> _DATA LISTING_
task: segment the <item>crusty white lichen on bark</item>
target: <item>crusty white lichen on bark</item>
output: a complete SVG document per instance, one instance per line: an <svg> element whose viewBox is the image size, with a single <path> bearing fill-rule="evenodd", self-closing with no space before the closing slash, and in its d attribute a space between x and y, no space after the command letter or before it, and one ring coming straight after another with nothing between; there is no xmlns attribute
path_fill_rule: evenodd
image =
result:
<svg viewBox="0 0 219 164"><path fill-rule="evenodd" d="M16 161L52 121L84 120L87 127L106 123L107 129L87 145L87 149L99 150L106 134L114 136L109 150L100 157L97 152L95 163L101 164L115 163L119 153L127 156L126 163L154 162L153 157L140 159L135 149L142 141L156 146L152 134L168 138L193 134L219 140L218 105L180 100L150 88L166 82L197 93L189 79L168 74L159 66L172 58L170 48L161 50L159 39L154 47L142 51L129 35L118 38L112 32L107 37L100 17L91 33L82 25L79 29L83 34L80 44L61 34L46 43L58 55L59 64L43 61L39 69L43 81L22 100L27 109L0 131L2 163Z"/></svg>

> _WHAT THE EXERCISE ASKS_
Reproduce every item above, putting "pale crustose lichen on tree bark" wherever "crusty white lichen on bark" appears and keeping everything else the same.

> _EXERCISE OUTPUT_
task: segment the <item>pale crustose lichen on tree bark</item>
target: <item>pale crustose lichen on tree bark</item>
output: a complete SVG document per instance, one instance per line: an <svg> element whose viewBox is the image size, with a single <path> bearing fill-rule="evenodd", self-closing with no space before the closing slash, and in its d attribute a space between x and y, no space after the command letter or before it, and one ring coming straight after another with nothing between; there is no xmlns attribute
path_fill_rule: evenodd
image =
result:
<svg viewBox="0 0 219 164"><path fill-rule="evenodd" d="M16 161L52 121L84 120L87 127L106 123L107 129L87 145L87 149L99 150L106 134L114 136L109 150L100 157L97 152L95 163L101 164L115 163L119 153L127 156L126 163L154 162L153 157L140 159L135 149L142 141L156 146L152 134L168 138L193 134L219 140L218 105L180 100L150 88L166 82L197 93L189 79L168 74L159 66L172 58L170 48L161 50L159 39L154 47L142 51L129 35L118 38L112 32L107 37L100 17L91 33L82 25L79 29L83 34L80 44L61 34L46 43L58 55L59 64L43 61L39 69L43 81L22 100L27 109L0 131L2 163Z"/></svg>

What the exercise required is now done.